Task directions: In the records below, locate the line containing "of the ash-covered", then extract it and all following lines exactly, ending with the last line.
▼
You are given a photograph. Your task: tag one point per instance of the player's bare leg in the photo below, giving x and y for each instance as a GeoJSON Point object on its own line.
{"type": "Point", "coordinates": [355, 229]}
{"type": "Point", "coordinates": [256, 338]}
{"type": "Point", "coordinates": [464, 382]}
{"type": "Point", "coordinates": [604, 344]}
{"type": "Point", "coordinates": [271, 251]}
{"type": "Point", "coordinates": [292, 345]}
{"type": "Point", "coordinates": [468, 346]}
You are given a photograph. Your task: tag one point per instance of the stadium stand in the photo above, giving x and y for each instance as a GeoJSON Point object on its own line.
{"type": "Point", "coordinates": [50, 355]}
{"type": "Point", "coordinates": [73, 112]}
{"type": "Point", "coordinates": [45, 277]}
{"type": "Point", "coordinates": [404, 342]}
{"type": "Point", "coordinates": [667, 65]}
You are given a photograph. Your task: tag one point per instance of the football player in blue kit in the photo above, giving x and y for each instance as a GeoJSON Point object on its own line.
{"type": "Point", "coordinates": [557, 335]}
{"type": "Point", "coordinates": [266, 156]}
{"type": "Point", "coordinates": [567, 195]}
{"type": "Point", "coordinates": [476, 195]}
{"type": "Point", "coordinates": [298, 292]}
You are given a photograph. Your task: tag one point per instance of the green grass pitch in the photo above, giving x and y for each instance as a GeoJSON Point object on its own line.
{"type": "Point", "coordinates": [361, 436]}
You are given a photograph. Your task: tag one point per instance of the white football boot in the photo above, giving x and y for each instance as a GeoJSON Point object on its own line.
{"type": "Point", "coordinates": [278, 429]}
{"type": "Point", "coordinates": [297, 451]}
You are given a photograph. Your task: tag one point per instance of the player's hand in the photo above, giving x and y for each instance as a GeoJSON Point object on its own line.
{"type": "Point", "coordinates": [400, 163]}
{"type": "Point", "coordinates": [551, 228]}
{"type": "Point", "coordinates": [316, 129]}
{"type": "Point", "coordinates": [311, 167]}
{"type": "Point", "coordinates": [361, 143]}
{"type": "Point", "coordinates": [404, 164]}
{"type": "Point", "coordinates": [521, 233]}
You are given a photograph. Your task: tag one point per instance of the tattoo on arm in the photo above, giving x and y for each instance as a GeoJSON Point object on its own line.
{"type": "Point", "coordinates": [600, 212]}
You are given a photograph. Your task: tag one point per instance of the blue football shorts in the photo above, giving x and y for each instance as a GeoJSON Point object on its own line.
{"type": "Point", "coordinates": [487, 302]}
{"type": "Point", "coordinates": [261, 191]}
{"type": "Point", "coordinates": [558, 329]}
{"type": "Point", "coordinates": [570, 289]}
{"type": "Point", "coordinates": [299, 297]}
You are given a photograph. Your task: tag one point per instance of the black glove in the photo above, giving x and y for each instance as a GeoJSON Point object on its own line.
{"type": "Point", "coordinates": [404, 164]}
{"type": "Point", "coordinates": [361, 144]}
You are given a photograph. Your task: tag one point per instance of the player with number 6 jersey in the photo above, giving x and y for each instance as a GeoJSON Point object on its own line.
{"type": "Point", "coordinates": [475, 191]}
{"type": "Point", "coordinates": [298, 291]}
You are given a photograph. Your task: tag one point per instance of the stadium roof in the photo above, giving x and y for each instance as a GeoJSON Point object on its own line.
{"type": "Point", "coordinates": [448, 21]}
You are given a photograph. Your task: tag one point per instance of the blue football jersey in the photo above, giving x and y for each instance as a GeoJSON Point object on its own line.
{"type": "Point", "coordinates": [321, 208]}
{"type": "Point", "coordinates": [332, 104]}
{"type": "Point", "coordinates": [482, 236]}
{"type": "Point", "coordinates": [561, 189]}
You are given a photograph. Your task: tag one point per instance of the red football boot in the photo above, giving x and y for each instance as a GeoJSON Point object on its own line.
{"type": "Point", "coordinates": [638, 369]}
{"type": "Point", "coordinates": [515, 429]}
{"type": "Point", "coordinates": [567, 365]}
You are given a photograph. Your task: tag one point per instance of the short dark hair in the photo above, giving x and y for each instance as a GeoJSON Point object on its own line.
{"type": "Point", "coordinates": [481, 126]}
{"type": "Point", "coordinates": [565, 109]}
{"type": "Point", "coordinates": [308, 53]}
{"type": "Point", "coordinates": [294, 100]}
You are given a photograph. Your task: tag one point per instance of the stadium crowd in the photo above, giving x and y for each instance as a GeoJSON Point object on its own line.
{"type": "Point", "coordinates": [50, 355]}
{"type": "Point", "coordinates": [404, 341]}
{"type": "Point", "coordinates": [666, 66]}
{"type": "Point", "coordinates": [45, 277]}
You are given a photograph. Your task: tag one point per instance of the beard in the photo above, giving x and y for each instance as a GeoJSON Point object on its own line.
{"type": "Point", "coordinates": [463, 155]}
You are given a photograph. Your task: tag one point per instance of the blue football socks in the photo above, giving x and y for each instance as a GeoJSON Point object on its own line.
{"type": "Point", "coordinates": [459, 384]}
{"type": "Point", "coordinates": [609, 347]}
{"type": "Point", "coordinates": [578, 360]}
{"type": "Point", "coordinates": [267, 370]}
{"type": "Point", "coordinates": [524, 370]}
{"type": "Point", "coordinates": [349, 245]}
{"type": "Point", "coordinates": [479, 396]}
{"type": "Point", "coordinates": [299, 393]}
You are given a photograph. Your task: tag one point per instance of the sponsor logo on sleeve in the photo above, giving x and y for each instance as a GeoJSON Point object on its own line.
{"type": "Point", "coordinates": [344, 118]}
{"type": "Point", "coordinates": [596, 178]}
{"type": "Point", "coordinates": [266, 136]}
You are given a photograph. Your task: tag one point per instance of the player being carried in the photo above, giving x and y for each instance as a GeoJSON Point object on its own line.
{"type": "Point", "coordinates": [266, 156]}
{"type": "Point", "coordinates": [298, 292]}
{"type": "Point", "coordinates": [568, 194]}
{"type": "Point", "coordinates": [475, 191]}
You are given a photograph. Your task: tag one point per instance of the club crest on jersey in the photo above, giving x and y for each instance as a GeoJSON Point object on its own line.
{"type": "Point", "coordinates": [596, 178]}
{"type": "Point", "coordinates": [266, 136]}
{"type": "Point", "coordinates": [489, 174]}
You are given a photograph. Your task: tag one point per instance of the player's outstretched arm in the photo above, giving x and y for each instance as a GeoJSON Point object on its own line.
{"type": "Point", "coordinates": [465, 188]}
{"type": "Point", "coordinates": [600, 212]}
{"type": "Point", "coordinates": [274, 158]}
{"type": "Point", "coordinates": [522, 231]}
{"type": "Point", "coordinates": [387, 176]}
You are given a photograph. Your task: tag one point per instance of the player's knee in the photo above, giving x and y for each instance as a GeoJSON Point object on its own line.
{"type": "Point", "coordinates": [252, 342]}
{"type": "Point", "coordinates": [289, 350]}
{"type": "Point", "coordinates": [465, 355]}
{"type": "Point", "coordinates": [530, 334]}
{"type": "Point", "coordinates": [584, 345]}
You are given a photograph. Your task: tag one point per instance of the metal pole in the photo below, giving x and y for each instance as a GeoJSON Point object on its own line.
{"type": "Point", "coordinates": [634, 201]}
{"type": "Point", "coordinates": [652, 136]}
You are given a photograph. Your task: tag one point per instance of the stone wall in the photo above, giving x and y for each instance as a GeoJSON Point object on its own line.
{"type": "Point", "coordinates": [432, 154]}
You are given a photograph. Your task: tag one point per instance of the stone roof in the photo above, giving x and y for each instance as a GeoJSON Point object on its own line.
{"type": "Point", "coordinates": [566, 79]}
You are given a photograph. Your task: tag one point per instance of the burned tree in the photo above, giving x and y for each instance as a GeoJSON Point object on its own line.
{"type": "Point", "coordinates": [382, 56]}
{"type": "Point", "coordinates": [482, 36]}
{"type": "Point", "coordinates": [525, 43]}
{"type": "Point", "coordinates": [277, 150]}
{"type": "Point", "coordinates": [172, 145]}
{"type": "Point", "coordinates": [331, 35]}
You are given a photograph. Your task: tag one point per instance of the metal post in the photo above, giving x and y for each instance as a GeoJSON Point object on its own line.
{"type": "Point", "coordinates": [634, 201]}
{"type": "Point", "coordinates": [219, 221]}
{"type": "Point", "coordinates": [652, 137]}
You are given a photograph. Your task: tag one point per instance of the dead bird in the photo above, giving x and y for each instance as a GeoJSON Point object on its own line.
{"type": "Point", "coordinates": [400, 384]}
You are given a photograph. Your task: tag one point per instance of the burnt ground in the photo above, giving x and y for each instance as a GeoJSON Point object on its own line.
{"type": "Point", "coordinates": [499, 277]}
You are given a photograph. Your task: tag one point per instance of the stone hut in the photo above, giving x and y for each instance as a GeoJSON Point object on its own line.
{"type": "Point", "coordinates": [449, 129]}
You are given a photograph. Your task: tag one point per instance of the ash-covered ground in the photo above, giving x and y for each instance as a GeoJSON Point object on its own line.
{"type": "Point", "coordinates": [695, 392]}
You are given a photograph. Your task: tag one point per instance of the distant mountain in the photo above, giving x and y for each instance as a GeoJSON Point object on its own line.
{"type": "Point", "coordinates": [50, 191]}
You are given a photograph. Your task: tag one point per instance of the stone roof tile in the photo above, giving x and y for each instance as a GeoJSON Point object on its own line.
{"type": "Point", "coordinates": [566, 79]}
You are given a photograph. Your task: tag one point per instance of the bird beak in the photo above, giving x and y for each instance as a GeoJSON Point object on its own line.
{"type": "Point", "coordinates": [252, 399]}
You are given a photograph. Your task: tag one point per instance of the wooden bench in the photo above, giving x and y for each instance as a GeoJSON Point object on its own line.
▲
Exercise output:
You are given a photograph. Your task: tag one point per instance of the ash-covered ground in the photo above, giving x and y for each instance as a GeoJSON Point object on its own line.
{"type": "Point", "coordinates": [695, 392]}
You are given a photograph. Your task: tag one point per instance of the distant mountain in the photo above, giving x and y for each instance as a GeoJSON Point object on its own line.
{"type": "Point", "coordinates": [50, 191]}
You are given a photograph. Your task: tag one point per instance of the stone roof tile in the photo above, giving x and y for each instance as a GeoJSON Point object on its own line.
{"type": "Point", "coordinates": [566, 79]}
You are given a photograph. Your task: tag one point per instance of the bird beak in the photo above, giving x and y for each instance as a GeoJSON Point object on its own line.
{"type": "Point", "coordinates": [252, 399]}
You are given a photograph. Your task: tag one point per instance of the wooden bench in the photo above, giving x and y for each instance as a GeoJSON Point object on its own line.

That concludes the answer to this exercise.